** BEGIN RECORDED INFORMATION **

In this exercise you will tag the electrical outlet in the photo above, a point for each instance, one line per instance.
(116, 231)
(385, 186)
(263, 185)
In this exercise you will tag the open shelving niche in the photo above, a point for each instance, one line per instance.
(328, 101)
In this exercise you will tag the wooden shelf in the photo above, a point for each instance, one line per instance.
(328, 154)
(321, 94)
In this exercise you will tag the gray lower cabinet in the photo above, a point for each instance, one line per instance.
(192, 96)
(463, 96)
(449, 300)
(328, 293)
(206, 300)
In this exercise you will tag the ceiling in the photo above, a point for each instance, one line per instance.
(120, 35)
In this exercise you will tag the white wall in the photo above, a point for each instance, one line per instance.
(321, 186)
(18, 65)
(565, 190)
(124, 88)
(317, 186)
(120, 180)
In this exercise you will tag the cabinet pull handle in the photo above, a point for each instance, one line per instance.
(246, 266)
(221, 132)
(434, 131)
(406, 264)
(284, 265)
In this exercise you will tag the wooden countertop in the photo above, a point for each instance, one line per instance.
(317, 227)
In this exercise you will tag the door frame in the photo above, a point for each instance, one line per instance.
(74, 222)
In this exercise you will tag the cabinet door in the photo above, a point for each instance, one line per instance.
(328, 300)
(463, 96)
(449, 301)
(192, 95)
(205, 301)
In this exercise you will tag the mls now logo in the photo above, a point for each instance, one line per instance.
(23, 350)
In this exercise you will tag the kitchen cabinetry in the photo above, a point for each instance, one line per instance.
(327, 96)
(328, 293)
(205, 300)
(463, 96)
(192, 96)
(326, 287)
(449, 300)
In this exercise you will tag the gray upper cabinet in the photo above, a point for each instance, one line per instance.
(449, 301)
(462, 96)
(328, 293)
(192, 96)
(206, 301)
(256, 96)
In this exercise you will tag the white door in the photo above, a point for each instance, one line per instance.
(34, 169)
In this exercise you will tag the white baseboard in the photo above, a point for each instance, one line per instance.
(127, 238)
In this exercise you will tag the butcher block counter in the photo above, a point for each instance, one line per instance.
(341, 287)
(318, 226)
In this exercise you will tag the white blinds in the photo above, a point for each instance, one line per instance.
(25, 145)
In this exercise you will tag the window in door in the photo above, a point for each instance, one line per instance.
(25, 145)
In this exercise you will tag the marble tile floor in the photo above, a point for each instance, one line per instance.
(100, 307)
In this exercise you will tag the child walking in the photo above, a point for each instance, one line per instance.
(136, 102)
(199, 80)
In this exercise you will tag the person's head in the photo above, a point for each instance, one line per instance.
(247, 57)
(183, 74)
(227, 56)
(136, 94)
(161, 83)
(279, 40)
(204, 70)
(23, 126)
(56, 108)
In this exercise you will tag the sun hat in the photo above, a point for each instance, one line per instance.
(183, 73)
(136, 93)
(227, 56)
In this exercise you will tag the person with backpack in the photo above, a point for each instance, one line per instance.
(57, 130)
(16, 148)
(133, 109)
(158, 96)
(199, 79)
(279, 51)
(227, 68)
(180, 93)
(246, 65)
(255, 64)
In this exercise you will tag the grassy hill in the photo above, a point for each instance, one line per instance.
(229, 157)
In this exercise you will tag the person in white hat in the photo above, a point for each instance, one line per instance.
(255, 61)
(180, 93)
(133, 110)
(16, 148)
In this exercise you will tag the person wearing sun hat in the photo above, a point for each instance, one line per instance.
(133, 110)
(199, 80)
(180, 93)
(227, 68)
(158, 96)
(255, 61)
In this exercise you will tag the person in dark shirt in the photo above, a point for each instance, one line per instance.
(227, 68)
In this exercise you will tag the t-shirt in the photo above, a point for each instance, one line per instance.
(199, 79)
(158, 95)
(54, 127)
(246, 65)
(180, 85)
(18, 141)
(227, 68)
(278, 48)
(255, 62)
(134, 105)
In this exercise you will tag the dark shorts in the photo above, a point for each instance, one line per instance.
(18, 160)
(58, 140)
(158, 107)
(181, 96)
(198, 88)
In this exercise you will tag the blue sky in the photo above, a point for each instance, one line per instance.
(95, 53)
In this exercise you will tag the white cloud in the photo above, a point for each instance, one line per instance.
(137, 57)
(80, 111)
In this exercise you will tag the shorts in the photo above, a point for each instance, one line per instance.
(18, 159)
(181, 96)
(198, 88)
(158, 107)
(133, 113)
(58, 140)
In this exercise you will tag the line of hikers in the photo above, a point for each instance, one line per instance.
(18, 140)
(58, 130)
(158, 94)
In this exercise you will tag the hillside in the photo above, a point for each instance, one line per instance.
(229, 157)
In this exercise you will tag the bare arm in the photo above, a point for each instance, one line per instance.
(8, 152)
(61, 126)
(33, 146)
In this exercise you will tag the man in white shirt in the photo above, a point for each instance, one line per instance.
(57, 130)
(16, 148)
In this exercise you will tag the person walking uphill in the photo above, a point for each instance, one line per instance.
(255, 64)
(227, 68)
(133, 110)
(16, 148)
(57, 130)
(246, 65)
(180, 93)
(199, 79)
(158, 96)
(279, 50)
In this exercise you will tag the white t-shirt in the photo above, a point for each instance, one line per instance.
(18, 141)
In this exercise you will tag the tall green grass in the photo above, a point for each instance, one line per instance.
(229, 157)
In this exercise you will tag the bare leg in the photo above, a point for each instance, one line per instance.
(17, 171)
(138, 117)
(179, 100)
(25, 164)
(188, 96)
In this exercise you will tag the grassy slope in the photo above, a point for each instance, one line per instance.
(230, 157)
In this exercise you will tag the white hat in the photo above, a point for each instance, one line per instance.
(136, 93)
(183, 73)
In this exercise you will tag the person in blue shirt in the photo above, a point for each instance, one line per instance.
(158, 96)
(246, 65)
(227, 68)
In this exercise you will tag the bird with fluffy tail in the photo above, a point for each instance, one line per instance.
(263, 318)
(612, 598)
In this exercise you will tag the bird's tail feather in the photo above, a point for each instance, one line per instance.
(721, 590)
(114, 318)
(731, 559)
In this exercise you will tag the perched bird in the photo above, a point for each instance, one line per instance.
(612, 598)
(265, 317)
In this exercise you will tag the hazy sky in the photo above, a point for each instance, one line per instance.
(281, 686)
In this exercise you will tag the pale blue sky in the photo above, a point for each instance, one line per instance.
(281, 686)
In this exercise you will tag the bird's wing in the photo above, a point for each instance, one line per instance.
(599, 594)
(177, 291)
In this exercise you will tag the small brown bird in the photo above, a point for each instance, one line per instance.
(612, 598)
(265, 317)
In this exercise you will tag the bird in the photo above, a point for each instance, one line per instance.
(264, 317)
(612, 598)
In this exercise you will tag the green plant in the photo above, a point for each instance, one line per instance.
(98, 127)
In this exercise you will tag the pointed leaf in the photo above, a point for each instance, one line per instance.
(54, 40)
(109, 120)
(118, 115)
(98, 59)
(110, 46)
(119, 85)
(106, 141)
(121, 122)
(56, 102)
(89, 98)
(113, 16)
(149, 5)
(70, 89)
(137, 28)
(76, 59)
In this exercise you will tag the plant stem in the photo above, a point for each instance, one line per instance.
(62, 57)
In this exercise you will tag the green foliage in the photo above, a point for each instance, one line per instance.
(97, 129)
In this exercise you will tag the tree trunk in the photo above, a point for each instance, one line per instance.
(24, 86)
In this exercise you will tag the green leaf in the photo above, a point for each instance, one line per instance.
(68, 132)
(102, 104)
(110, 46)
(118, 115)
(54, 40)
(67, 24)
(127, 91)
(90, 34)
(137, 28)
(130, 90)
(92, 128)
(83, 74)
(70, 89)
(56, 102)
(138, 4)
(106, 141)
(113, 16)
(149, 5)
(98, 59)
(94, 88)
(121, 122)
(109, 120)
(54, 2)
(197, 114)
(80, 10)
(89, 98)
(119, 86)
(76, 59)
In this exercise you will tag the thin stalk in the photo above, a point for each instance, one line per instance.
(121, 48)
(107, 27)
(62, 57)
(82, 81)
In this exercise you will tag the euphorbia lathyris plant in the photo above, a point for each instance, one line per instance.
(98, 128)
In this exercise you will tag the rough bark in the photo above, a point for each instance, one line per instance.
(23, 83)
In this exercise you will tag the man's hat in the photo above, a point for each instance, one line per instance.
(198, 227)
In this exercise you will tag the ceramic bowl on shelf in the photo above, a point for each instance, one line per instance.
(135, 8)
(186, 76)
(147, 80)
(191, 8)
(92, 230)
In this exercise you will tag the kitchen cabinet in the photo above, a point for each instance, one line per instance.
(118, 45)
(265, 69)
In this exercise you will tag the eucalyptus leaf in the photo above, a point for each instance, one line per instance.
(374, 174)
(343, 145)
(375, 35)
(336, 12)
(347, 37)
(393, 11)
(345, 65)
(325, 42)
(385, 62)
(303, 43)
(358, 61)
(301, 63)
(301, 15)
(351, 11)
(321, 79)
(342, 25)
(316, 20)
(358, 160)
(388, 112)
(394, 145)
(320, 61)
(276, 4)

** END RECORDED INFORMATION **

### WHAT THE TASK ASKS
Repeat only the stretch of lines starting at the one containing "In this exercise you will tag the euphorbia" and running to the final line of the entries above.

### EXPECTED OUTPUT
In this exercise you will tag the euphorbia lathyris plant in the photo above, a point for each instance, one line per instance.
(98, 128)
In this exercise you will tag the rough bark in the photo above, a point for each instance, one line per instance.
(23, 83)
In this exercise you will tag the man's hat in the photo above, a point for each instance, one line per instance.
(198, 227)
In this exercise you will tag the ceramic bowl on shelf in the photo above, a point for each instance, one line per instance.
(135, 8)
(186, 76)
(147, 80)
(191, 8)
(92, 230)
In this exercise you will tag the kitchen cabinet in the photo above, a point for each instance, one line per instance.
(118, 45)
(265, 69)
In this exercise you will tag the eucalyptus leaf in the photo above, a point for each instance, one line per instance.
(374, 174)
(343, 145)
(375, 35)
(336, 12)
(347, 37)
(393, 11)
(345, 65)
(325, 42)
(385, 62)
(303, 43)
(358, 61)
(301, 63)
(301, 15)
(351, 11)
(321, 79)
(342, 25)
(316, 20)
(358, 160)
(388, 112)
(394, 145)
(320, 61)
(276, 4)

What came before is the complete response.